## Stated task
Pick out and copy every line of the records below that contains the word "green". Matching is case-sensitive.

-- start of Provided data --

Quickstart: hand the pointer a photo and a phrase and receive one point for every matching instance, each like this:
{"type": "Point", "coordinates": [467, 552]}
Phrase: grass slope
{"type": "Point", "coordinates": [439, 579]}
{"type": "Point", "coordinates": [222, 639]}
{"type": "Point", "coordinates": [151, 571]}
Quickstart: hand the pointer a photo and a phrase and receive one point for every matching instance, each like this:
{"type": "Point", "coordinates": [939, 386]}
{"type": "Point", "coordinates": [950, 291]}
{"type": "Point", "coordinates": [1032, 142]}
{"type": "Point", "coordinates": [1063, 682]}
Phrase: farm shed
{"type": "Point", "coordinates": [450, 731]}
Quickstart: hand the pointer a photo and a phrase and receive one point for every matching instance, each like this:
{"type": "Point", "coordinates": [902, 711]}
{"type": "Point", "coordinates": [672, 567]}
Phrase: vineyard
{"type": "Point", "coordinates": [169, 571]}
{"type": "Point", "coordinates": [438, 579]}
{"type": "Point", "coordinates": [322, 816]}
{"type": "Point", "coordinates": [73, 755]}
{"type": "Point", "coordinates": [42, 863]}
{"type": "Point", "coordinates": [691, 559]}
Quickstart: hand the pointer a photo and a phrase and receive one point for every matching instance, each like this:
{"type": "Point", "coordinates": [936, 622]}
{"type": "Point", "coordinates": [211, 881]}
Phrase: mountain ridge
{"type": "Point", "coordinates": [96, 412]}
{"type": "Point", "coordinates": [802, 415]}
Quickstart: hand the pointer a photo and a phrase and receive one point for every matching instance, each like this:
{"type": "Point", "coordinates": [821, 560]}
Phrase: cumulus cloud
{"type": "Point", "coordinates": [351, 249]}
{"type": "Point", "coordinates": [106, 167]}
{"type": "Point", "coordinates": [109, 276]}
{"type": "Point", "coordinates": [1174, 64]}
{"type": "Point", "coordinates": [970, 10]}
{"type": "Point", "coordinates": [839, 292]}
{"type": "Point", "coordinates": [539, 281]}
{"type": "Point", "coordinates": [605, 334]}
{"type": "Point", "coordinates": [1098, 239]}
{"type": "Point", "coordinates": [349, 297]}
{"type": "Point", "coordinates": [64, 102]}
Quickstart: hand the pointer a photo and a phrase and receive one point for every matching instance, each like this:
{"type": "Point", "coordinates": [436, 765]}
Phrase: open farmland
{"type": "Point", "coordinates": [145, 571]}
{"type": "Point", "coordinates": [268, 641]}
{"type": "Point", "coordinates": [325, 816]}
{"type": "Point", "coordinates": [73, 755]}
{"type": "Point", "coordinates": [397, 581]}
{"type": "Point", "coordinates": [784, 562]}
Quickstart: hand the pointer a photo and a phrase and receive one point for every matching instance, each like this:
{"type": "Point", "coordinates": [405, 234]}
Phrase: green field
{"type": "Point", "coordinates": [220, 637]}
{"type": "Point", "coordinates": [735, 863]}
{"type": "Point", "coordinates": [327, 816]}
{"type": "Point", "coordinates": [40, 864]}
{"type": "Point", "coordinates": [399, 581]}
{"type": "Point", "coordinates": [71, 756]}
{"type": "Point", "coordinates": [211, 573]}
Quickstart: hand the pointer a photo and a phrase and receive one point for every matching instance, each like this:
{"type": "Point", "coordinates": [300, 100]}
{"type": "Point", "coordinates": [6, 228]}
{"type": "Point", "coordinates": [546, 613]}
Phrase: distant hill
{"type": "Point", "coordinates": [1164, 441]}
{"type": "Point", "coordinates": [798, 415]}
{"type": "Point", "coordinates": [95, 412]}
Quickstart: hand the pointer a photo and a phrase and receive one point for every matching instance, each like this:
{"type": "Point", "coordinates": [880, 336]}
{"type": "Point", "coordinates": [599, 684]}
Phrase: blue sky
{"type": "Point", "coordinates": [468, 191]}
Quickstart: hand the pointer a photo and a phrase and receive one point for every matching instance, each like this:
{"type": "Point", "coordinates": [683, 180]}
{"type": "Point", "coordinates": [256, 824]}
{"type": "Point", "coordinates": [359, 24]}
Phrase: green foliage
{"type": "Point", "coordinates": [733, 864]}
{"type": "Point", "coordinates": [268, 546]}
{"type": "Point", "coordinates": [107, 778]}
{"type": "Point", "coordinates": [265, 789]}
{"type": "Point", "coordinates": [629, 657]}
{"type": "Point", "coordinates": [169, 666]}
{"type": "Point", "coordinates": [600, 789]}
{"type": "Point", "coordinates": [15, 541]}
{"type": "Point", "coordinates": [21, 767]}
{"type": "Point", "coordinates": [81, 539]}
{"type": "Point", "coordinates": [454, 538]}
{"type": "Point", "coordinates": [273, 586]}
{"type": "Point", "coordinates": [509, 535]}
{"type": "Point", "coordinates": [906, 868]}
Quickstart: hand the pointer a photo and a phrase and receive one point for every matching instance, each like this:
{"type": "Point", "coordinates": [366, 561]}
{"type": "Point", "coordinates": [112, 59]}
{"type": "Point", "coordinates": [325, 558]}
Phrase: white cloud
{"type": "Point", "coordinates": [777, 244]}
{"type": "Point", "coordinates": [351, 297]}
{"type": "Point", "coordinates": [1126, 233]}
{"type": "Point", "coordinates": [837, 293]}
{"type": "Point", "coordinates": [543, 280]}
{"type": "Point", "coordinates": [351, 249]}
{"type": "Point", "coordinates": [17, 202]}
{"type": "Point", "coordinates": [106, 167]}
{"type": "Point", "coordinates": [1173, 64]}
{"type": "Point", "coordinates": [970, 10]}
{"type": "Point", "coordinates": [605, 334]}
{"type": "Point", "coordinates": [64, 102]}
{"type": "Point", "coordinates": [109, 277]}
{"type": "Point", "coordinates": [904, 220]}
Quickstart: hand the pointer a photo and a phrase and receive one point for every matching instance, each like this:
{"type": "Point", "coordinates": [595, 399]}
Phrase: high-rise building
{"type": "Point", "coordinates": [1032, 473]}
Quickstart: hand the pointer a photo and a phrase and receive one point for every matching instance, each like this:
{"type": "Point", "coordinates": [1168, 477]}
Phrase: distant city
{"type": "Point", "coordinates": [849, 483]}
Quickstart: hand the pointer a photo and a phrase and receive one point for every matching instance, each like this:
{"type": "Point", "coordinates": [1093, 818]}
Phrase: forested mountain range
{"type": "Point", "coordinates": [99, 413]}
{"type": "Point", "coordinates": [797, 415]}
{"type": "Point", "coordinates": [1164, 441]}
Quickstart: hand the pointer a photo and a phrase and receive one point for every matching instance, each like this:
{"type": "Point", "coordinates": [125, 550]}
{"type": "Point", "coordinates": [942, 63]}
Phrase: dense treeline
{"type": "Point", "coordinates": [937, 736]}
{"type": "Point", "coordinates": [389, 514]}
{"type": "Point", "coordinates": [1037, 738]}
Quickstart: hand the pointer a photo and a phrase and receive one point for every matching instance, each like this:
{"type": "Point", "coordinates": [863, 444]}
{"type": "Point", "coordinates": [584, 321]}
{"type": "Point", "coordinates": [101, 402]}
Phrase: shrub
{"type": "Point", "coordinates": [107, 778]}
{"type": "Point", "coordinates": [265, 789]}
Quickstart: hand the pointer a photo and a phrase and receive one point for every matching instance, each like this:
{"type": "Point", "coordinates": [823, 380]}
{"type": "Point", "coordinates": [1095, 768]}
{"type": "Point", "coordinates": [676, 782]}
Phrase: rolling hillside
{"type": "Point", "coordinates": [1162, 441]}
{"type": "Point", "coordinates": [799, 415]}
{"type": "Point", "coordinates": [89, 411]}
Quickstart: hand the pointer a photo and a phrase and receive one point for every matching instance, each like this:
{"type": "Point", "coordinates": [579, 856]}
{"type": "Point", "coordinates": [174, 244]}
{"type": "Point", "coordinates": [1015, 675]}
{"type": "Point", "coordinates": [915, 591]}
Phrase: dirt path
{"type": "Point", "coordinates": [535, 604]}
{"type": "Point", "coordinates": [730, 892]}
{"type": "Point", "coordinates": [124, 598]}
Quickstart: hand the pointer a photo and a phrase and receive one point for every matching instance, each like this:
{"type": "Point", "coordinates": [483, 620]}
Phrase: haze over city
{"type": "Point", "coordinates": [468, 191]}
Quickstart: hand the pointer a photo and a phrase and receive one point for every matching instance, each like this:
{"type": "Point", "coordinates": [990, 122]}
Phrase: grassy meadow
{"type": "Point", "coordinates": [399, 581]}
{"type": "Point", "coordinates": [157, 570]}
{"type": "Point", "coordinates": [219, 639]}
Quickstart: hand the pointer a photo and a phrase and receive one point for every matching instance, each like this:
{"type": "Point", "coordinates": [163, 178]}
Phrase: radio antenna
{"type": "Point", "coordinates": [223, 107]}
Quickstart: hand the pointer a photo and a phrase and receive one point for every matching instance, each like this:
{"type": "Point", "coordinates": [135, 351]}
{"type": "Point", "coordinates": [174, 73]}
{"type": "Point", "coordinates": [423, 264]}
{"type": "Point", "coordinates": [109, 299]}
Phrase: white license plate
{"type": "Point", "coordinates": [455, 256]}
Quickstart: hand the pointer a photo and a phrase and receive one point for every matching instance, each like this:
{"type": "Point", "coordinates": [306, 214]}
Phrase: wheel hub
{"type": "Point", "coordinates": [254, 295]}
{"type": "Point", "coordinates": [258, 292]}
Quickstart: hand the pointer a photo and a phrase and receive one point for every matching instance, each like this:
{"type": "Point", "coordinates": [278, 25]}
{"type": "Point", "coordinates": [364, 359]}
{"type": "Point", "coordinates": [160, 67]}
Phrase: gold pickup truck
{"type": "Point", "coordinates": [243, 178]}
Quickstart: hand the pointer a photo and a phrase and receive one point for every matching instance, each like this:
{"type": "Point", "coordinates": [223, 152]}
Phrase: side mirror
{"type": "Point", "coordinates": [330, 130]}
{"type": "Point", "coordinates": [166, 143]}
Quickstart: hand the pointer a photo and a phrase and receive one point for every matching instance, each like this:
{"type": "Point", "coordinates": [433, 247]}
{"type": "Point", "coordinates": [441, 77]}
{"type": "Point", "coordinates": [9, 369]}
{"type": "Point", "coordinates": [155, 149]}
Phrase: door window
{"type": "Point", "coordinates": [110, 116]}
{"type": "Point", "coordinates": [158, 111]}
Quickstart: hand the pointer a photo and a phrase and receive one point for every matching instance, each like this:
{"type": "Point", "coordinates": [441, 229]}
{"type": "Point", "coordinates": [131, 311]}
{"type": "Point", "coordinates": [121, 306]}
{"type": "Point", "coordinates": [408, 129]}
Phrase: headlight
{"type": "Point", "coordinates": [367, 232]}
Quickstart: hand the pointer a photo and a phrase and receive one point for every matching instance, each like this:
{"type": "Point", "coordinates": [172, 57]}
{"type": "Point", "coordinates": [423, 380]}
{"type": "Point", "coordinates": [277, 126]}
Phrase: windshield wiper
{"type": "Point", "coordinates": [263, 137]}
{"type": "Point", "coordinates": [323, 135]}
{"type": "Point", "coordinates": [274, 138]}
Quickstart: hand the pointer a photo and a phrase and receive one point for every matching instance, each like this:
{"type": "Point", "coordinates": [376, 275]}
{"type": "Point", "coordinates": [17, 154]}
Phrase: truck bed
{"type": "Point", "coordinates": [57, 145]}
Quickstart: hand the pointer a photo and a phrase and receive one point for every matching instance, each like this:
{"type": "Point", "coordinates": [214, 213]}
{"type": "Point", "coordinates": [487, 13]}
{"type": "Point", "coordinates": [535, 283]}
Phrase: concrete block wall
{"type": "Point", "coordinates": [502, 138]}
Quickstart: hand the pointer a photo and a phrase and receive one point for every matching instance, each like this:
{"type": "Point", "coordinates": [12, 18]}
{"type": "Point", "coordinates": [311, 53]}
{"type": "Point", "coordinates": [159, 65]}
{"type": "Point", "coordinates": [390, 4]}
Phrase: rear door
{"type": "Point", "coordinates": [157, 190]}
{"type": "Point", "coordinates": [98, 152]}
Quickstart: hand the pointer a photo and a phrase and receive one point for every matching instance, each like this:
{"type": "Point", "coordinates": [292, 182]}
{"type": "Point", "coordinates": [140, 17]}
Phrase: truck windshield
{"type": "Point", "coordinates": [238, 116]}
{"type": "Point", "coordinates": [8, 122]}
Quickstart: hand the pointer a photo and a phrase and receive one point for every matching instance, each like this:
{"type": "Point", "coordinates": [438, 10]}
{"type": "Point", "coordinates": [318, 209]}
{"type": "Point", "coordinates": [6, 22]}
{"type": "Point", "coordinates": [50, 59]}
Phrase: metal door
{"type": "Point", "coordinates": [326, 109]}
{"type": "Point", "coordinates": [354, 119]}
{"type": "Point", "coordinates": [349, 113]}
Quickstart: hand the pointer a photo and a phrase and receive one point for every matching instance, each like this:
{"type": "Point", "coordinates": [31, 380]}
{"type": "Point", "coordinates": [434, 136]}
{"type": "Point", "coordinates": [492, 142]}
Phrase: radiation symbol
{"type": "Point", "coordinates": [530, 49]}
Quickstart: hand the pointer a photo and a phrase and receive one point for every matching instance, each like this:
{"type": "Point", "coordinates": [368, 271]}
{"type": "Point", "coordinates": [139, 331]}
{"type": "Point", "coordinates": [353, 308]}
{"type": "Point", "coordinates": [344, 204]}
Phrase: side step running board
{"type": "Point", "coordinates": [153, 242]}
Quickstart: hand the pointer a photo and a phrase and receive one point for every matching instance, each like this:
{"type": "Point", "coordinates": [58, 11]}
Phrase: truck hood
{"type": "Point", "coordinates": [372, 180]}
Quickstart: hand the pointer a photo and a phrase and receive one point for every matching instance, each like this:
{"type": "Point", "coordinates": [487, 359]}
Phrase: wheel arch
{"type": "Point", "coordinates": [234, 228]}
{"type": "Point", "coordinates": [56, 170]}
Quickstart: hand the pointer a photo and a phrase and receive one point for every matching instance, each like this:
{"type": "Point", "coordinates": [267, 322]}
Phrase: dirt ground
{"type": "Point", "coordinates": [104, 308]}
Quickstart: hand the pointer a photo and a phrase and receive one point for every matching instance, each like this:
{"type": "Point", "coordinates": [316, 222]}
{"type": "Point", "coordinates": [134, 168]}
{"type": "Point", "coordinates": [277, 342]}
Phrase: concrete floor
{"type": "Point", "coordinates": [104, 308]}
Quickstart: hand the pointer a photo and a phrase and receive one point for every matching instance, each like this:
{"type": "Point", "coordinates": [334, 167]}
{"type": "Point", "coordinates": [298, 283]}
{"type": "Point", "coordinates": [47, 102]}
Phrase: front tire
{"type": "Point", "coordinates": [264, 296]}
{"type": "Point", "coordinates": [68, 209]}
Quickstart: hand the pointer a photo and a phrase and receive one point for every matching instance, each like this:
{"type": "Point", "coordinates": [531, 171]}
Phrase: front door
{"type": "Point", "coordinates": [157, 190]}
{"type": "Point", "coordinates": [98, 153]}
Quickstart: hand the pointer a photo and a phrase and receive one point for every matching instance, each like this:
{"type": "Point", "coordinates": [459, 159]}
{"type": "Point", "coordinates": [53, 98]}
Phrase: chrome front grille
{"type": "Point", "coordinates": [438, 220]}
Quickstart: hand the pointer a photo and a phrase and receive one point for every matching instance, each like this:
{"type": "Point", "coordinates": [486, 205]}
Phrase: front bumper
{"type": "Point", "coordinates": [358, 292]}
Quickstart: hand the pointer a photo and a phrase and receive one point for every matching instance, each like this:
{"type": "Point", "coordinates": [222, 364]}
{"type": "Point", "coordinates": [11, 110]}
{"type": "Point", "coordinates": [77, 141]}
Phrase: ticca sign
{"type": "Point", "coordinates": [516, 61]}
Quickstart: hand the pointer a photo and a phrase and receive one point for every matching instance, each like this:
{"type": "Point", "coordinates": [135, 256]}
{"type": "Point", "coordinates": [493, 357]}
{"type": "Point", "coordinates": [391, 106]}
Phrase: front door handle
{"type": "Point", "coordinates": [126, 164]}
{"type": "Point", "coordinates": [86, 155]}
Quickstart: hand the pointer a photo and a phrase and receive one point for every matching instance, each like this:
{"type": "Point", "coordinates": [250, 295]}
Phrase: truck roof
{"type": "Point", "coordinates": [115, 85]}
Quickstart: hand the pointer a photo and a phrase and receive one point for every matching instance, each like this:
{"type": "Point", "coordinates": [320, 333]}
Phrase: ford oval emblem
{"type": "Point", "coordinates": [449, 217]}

-- end of Provided data --

## The result
Phrase: green field
Phrase: green foliage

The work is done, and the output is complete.